**Work instruction:**
Repeat the entries exactly as they are written.

============

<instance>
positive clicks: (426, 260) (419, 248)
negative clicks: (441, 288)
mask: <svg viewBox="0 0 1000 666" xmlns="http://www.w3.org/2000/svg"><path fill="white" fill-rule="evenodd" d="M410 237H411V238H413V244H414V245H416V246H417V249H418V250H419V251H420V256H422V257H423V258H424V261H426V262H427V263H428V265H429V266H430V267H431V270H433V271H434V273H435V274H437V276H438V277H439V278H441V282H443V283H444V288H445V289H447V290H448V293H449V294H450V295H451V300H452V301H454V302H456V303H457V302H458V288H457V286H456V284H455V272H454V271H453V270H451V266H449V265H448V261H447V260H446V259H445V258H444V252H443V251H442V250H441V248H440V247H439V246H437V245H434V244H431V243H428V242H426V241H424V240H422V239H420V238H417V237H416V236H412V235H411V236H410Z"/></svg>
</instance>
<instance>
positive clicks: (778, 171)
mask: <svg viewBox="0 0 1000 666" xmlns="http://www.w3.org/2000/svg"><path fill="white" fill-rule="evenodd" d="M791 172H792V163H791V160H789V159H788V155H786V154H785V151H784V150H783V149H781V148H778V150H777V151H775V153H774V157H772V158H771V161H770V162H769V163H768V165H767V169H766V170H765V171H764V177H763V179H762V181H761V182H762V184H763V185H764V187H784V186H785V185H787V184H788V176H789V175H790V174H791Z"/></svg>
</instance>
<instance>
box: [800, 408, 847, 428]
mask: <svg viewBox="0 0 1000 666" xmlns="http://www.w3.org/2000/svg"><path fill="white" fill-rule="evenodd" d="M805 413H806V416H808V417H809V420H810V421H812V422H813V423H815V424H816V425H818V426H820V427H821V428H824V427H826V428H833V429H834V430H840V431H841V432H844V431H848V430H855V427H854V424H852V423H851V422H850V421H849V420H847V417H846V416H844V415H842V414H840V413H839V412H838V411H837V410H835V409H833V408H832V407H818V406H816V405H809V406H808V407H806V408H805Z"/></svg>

============

**Answer box:**
<instance>
positive clicks: (426, 260) (419, 248)
negative clicks: (441, 288)
mask: <svg viewBox="0 0 1000 666" xmlns="http://www.w3.org/2000/svg"><path fill="white" fill-rule="evenodd" d="M410 237H411V238H413V244H414V245H416V246H417V249H418V250H419V251H420V256H422V257H423V258H424V261H426V262H427V263H428V265H429V266H430V267H431V270H433V271H434V273H435V274H437V276H438V277H439V278H441V282H443V283H444V288H445V289H447V290H448V293H449V294H450V295H451V300H452V301H454V302H456V303H457V302H458V288H457V286H456V284H455V272H454V271H453V270H451V266H449V265H448V261H447V260H446V259H445V258H444V252H443V251H442V250H441V248H440V247H439V246H437V245H434V244H431V243H428V242H426V241H424V240H422V239H420V238H417V237H416V236H412V235H411V236H410Z"/></svg>
</instance>
<instance>
positive clicks: (778, 171)
mask: <svg viewBox="0 0 1000 666" xmlns="http://www.w3.org/2000/svg"><path fill="white" fill-rule="evenodd" d="M791 172H792V163H791V160H789V159H788V155H786V154H785V151H784V150H783V149H781V148H778V150H777V151H775V153H774V157H772V158H771V161H770V162H769V163H768V165H767V169H766V170H765V171H764V177H763V179H762V181H761V182H762V184H763V185H764V187H784V186H785V185H787V184H788V176H789V175H790V174H791Z"/></svg>
</instance>
<instance>
box: [800, 408, 847, 428]
mask: <svg viewBox="0 0 1000 666" xmlns="http://www.w3.org/2000/svg"><path fill="white" fill-rule="evenodd" d="M805 413H806V416H808V417H809V420H810V421H812V422H813V423H815V424H816V425H818V426H820V427H821V428H824V427H826V428H833V429H834V430H840V431H841V432H844V431H848V430H855V427H854V424H852V423H851V422H850V421H849V420H847V417H846V416H844V415H842V414H840V413H839V412H838V411H837V410H835V409H833V408H832V407H818V406H816V405H809V406H808V407H806V408H805Z"/></svg>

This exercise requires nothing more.